Written request
Reproduce every line of the records below verbatim, omitting the pictures from your answer.

Data entries
- - -

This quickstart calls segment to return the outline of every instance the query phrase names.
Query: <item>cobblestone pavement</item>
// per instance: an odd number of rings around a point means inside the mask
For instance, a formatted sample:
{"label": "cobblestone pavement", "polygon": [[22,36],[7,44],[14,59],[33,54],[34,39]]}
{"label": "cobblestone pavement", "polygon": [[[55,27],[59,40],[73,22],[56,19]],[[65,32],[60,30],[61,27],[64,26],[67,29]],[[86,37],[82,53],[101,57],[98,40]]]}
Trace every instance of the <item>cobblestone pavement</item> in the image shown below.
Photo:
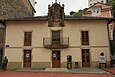
{"label": "cobblestone pavement", "polygon": [[0,77],[115,77],[115,75],[0,71]]}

- - -

The output
This quickstart calls segment to return the outline of every instance the query phrase names.
Query: <item>cobblestone pavement</item>
// per instance: an odd number of rings around a point means inside the mask
For instance, a formatted sample:
{"label": "cobblestone pavement", "polygon": [[22,36],[7,44],[14,59],[33,54],[34,39]]}
{"label": "cobblestone pavement", "polygon": [[[55,27],[59,40],[73,22],[56,19]],[[65,32],[60,30],[61,27],[64,26],[67,29]],[[86,37],[82,53],[101,57],[98,40]]]}
Trace every instance of the <item>cobblestone pavement</item> in the image shown below.
Photo:
{"label": "cobblestone pavement", "polygon": [[0,77],[115,77],[115,75],[0,71]]}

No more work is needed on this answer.